WHAT THIS TASK INVOLVES = Among the records below, the line containing "Screen reader assistance: describe where the stone staircase" marks the start. Output it and all lines after it exactly.

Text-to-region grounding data
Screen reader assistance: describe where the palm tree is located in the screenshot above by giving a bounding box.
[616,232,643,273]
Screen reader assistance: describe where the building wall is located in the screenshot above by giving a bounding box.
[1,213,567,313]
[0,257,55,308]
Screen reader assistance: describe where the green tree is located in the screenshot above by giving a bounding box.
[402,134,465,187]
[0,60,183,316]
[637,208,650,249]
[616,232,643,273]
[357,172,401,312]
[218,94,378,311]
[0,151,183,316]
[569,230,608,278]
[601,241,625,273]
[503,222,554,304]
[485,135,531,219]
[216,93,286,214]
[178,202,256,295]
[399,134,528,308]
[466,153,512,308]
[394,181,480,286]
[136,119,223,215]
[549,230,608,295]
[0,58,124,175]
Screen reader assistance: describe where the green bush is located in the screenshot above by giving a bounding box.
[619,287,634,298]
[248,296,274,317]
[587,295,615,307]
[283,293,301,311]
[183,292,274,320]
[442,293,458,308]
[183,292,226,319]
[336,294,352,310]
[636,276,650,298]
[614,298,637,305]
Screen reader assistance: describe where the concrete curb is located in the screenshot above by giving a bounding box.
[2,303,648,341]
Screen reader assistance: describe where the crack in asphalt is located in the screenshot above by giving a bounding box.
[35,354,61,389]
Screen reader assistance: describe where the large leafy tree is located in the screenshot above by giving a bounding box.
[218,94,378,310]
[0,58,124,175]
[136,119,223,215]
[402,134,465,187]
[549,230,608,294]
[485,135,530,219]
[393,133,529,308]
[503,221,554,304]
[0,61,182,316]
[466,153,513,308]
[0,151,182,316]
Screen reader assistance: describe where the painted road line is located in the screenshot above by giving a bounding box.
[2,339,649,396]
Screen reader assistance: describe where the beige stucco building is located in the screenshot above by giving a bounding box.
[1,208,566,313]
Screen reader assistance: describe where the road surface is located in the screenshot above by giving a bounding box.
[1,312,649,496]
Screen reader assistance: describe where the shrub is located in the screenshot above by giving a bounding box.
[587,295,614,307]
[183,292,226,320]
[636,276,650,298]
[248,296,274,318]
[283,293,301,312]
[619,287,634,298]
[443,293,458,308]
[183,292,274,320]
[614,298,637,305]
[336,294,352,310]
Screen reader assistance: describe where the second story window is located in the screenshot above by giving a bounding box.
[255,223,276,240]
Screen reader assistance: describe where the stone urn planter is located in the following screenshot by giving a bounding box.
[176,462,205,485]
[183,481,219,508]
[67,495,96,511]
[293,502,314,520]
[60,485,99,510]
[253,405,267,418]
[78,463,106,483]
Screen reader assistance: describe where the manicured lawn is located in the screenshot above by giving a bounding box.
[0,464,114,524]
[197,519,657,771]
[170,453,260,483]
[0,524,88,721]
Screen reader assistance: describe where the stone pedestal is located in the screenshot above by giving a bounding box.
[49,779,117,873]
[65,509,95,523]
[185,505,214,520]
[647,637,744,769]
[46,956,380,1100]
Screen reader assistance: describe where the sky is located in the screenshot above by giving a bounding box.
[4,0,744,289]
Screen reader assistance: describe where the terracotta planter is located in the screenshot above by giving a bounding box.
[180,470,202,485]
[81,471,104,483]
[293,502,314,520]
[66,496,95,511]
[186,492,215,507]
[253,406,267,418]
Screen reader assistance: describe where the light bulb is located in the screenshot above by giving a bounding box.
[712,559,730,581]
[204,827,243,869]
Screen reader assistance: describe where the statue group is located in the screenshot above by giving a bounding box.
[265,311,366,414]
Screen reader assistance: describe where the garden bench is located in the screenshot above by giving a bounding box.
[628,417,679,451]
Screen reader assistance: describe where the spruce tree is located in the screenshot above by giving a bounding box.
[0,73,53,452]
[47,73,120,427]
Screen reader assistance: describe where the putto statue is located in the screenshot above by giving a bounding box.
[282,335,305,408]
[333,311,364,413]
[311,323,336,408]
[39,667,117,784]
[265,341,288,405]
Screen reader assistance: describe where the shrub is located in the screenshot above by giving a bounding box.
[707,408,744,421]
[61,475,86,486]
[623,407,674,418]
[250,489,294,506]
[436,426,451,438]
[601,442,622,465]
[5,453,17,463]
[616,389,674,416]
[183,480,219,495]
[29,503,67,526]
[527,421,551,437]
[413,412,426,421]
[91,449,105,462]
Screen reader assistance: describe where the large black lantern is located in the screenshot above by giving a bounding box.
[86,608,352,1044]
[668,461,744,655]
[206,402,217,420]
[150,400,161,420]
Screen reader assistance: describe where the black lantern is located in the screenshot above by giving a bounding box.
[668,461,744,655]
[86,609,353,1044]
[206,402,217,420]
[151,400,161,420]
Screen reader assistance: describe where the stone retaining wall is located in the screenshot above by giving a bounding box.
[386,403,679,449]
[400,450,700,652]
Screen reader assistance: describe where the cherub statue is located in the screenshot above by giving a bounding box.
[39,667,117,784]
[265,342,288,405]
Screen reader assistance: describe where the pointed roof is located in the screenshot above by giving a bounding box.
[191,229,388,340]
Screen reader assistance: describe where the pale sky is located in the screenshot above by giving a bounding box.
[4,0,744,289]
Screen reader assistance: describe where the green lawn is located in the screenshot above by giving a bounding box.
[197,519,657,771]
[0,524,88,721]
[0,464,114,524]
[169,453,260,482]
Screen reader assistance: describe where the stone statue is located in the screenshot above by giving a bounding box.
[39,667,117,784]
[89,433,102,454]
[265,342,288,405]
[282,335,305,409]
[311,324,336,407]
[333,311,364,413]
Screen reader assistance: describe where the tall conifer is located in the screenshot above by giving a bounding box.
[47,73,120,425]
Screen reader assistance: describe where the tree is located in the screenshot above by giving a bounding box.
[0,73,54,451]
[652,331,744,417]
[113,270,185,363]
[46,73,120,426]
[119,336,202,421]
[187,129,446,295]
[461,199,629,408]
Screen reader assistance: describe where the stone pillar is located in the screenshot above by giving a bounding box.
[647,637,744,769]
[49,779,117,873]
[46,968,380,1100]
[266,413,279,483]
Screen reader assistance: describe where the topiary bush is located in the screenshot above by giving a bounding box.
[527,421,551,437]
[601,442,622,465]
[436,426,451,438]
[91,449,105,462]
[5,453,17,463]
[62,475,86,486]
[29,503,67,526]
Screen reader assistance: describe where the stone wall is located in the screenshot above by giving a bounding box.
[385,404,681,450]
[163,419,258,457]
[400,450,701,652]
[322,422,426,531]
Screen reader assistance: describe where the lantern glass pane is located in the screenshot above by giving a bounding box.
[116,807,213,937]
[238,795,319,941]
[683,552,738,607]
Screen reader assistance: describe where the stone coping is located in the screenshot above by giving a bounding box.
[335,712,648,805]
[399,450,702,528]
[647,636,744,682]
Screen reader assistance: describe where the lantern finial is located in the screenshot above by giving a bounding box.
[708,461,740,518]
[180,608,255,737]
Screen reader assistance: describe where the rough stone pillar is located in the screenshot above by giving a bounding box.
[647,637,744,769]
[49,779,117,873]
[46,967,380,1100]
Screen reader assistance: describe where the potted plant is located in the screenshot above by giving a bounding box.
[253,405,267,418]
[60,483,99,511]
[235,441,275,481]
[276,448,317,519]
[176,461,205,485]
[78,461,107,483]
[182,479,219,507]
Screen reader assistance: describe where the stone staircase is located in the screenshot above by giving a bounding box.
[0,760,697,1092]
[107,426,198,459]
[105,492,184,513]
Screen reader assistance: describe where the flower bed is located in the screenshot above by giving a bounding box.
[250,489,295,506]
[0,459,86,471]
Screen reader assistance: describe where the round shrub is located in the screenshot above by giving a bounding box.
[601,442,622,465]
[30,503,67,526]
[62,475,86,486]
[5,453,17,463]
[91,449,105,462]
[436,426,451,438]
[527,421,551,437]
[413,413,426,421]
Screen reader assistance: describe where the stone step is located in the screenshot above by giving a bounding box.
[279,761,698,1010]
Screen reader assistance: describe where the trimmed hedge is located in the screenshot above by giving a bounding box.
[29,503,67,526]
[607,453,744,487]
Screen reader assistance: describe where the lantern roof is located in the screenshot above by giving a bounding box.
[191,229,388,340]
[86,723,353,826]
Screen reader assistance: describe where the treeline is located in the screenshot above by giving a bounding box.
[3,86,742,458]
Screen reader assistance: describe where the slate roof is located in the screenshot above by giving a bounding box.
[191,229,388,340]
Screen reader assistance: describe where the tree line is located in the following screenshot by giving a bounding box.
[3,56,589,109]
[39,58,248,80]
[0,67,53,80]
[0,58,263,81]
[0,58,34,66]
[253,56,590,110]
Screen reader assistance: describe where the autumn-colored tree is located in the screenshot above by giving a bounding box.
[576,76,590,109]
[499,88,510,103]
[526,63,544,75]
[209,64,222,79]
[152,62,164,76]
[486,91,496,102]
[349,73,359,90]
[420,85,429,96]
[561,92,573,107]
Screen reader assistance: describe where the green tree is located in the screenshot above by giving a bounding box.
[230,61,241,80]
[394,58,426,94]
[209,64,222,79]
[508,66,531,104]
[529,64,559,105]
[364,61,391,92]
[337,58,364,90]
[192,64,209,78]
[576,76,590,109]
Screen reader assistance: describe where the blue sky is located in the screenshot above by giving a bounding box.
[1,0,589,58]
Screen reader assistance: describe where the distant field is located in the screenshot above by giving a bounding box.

SOLVED PROBLEM =
Screen reader assistance: describe where the stone staircase is located in the screenshot above by giving a bounding box.
[0,760,697,1092]
[107,426,198,459]
[105,492,184,513]
Screen reader assistance: describe where the flower bed is located in the screenshot above by giving a bounding box.
[250,489,295,506]
[0,459,86,471]
Screen reader assistance: describe where the round shrub is located in the screenshot above by giving a bounding box.
[601,442,622,465]
[30,503,67,526]
[62,475,86,486]
[5,453,17,463]
[91,449,105,462]
[436,426,451,438]
[527,421,551,437]
[413,413,426,421]
Screen reader assistance: describe where the stone step is located in the screenshot above by giving a bounding box.
[279,761,698,1010]
Screen reader assistance: describe where the trimmed hedge is located in the screenshot above by giving a bounding box.
[29,503,67,526]
[607,453,744,487]
Screen reader assistance: describe where the lantern roof is located in the screenshot above by giving a bounding box.
[191,229,388,340]
[86,723,353,826]
Screen reader assistance: describe where the treeline is located in the screenshot above by giving a bounding box.
[3,86,742,458]
Screen reader assistance: describe where the slate roof is located in the screenshot above by giving a bounding box.
[191,229,388,340]
Screen reader assistance: describe where the tree line is located in the following screenshot by giving a bounding box.
[3,56,589,109]
[39,58,248,80]
[0,67,53,80]
[0,58,263,81]
[0,58,34,66]
[253,56,590,110]
Screen reader assistance: describe where the autumn-colored tree is located in the screenshot above by giving a bounding box.
[576,76,590,109]
[499,88,510,103]
[526,63,544,75]
[209,64,222,79]
[152,62,164,76]
[486,91,496,102]
[349,73,359,90]
[420,85,429,96]
[561,92,573,107]
Screen reader assistance: describe where the green tree is located in the screenshot above by giving a bounding box.
[230,61,241,80]
[394,58,426,94]
[209,64,222,79]
[508,66,531,104]
[529,64,559,105]
[364,61,391,92]
[337,58,364,90]
[192,64,209,78]
[576,76,590,109]
Screen reader assistance: describe where the blue sky is located in the screenshot above by giving a bounding box.
[1,0,589,58]
Screen reader assistance: describe where the distant field is located in the screenshot above by giving a bounding box.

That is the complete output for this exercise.